REQUIRED TASK:
Copy the lines that follow, keeping every character the same.

DATA FOR THIS TASK:
___

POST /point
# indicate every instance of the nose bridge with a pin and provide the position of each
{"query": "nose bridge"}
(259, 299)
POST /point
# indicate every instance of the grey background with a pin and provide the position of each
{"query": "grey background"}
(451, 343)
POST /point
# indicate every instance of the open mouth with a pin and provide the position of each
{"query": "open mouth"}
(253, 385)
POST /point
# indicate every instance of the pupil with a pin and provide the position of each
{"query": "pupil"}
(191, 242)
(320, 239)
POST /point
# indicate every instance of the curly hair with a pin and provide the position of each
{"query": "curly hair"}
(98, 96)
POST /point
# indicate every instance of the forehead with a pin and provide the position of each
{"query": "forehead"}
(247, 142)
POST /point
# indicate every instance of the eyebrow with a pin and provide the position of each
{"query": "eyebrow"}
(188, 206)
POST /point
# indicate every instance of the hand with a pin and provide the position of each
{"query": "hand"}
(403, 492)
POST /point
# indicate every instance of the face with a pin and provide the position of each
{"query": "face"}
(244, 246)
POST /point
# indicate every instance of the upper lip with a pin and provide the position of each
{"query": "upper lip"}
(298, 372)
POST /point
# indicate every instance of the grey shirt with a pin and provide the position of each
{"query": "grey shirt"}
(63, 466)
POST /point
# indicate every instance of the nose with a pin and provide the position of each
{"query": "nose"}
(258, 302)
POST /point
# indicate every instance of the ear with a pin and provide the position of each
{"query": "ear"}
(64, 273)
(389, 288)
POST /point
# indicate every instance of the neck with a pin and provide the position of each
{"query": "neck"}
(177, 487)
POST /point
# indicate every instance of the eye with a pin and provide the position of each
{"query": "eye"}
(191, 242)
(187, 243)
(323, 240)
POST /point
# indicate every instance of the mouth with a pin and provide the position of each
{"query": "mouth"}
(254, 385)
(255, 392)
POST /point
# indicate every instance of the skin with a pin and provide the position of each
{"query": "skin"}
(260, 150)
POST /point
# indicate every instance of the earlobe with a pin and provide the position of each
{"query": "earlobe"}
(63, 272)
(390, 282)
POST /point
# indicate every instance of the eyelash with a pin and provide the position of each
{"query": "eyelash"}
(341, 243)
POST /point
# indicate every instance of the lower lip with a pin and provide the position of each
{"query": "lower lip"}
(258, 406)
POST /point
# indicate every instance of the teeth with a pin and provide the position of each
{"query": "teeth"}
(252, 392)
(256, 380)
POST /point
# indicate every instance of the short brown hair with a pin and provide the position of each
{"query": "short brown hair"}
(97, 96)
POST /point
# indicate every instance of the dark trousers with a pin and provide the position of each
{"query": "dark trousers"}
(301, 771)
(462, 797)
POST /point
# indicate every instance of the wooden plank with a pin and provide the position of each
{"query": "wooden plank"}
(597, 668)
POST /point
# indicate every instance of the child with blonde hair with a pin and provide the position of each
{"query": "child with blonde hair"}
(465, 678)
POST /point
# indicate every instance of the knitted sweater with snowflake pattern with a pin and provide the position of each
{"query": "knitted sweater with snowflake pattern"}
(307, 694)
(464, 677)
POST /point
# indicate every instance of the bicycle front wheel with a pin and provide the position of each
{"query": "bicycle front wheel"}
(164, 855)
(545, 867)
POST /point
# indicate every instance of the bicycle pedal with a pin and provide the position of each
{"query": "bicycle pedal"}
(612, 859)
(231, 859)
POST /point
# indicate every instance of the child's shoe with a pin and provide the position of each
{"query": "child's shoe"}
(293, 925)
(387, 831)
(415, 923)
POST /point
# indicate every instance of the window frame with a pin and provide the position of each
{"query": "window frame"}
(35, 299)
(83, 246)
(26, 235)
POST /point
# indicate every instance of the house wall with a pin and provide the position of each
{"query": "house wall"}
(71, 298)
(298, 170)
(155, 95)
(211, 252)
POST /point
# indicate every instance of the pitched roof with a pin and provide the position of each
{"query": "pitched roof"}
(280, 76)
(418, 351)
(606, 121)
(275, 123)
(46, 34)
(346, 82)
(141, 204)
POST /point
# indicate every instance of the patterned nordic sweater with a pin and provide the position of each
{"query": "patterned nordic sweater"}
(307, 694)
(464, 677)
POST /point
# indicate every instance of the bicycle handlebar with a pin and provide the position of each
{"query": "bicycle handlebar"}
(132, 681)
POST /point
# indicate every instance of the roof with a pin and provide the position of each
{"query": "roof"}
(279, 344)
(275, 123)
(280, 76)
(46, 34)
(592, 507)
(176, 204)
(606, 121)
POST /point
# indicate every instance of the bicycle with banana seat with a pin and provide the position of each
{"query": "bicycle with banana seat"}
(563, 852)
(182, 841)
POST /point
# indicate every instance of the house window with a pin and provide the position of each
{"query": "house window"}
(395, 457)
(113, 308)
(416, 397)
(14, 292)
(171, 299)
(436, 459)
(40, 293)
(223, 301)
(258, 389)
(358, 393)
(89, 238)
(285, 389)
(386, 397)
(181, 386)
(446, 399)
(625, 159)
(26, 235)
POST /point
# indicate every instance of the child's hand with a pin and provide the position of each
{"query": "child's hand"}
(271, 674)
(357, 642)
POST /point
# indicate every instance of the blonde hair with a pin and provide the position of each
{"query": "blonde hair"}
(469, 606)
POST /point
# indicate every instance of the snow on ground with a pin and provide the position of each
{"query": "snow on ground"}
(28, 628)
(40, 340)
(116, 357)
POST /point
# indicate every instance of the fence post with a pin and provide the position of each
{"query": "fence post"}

___

EXERCISE OUTPUT:
POST /point
# indicate every instance of the nose bridge with a pin and provide the position of each
{"query": "nose bridge"}
(259, 299)
POST /point
# indicate every instance of the grey background with a pin and provide the position of each
{"query": "grey background"}
(451, 343)
POST /point
# indicate every instance of the open mouth with a pin and provide the position of each
{"query": "open mouth"}
(253, 385)
POST /point
# indicate every instance of the pupil with a pin and provide the position of each
{"query": "pupil"}
(191, 242)
(320, 239)
POST /point
# indicate every instance of the curly hair with a pin and provide the position of each
{"query": "curly hair"}
(98, 96)
POST /point
# indicate every instance of the forehead with a pin and provide the position of each
{"query": "forehead"}
(247, 142)
POST /point
# indicate every instance of the eyebrow with a pin and provide the position of each
{"query": "eyebrow"}
(188, 206)
POST /point
# indicate every instance of the hand with a pin and provide the position of each
{"query": "hand"}
(403, 492)
POST /point
# indicate every instance of the face with a pin and provide the position of each
{"query": "face"}
(244, 246)
POST /point
# indicate every instance of the upper lip with a pin and provide the position of each
{"query": "upper lip"}
(298, 372)
POST /point
# indicate every instance of the grey shirt with a pin and provide the position of each
{"query": "grey shirt"}
(63, 466)
POST /point
# indicate every instance of the nose with a pin and provide the position of each
{"query": "nose"}
(258, 302)
POST /point
# indicate every instance of the ear with a pin and provide the position of each
{"query": "ear"}
(64, 273)
(389, 288)
POST /point
# indicate every instance of the neck with a pin and provide the position of each
{"query": "neck"}
(177, 487)
POST /point
# indicate every instance of the eye with a pin and provide the position of each
{"query": "eye"}
(191, 242)
(187, 243)
(323, 240)
POST /point
# indicate every instance of the mouth with a pin and provide the position of each
{"query": "mouth"}
(254, 385)
(255, 392)
POST /point
# indicate every instance of the skin with a pin and provide the position of each
{"query": "skin"}
(260, 150)
POST /point
# indicate every instance of the earlobe with a pin and provide the position of each
{"query": "earlobe"}
(63, 272)
(390, 282)
POST /point
# indicate every instance of the eyelash with a pin and provide the position of each
{"query": "eyelash"}
(341, 243)
POST /point
# indicate every instance of the lower lip with a pin and provide the position of each
{"query": "lower lip"}
(258, 406)
POST /point
# indicate every instance of the teeth with a pin and provide the position of each
{"query": "teeth"}
(252, 392)
(256, 380)
POST /point
# indicate every instance of the short brown hair with a pin and provide the position of each
{"query": "short brown hair"}
(97, 96)
POST /point
# indicate every instance of the dark trousers with a pin and provide the position of each
{"query": "dark trousers"}
(301, 771)
(462, 797)
POST /point
# indicate every instance of the wooden plank with a pin and provide the position of each
{"query": "wooden plank"}
(597, 668)
POST /point
# indicate every instance of the child with blonde hair with a pin and provide the position of each
{"query": "child with blonde hair"}
(465, 678)
POST /point
# indicate every instance of the knitted sweater with snowflake pattern with a pin and provide the position of each
{"query": "knitted sweater with snowflake pattern"}
(307, 694)
(464, 677)
POST /point
# indicate every instance of the bicycle front wheel with a pin and provide the position of each
{"query": "bicycle front wheel"}
(164, 855)
(545, 867)
POST /point
# indicate every instance of the bicycle pedal with a pin and provide the position of each
{"query": "bicycle pedal"}
(612, 859)
(231, 859)
POST /point
# indicate every instance of the child's shoe with a pin and provide the position of each
{"query": "child's shoe"}
(293, 925)
(387, 831)
(415, 923)
POST /point
# indicate every instance of the window frame with a pin and provide the position of each
{"query": "window frame"}
(35, 299)
(83, 246)
(26, 235)
POST /point
# indicate every instance of the house wall with a pin and provide the position of each
{"query": "house wall"}
(71, 298)
(298, 170)
(155, 95)
(211, 252)
POST /point
# indicate every instance of the pitched roof with a pin and provide the position of each
{"query": "pitched roof"}
(280, 76)
(418, 351)
(606, 121)
(275, 123)
(46, 34)
(346, 82)
(141, 204)
POST /point
# indicate every instance of the patterned nordic sweater with a pin and provide the position of each
{"query": "patterned nordic sweater"}
(307, 694)
(464, 677)
POST /point
# indicate every instance of the bicycle handlebar with a pin and provide the position of each
{"query": "bicycle handlebar"}
(132, 681)
POST /point
# indicate every instance of the roof with a pin and provide the position of each
{"query": "roof"}
(279, 344)
(275, 123)
(280, 76)
(46, 34)
(592, 507)
(176, 204)
(606, 121)
POST /point
# indicate every instance of the bicycle with banana seat with a pin and provide the position of each
{"query": "bicycle with banana seat"}
(563, 852)
(182, 841)
POST /point
# indicate every instance of the house window with a pin and provide the position of each
{"query": "house window"}
(395, 457)
(113, 308)
(416, 397)
(14, 292)
(171, 299)
(436, 459)
(40, 293)
(223, 301)
(258, 389)
(358, 393)
(89, 238)
(285, 389)
(386, 397)
(181, 386)
(446, 399)
(625, 159)
(26, 235)
POST /point
# indicate every instance of the child's hand with a pin and provide the position of each
{"query": "child's hand"}
(271, 674)
(357, 642)
POST /point
# indicate every instance of the blonde hair with a pin and provide the position of each
{"query": "blonde hair"}
(469, 606)
POST /point
# indicate every instance of the snow on ground with a pin and provide the position of each
{"query": "snow on ground"}
(28, 628)
(40, 340)
(116, 357)
POST /point
# indicate every instance of the fence post with a pin and provide the position of each
{"query": "fence post"}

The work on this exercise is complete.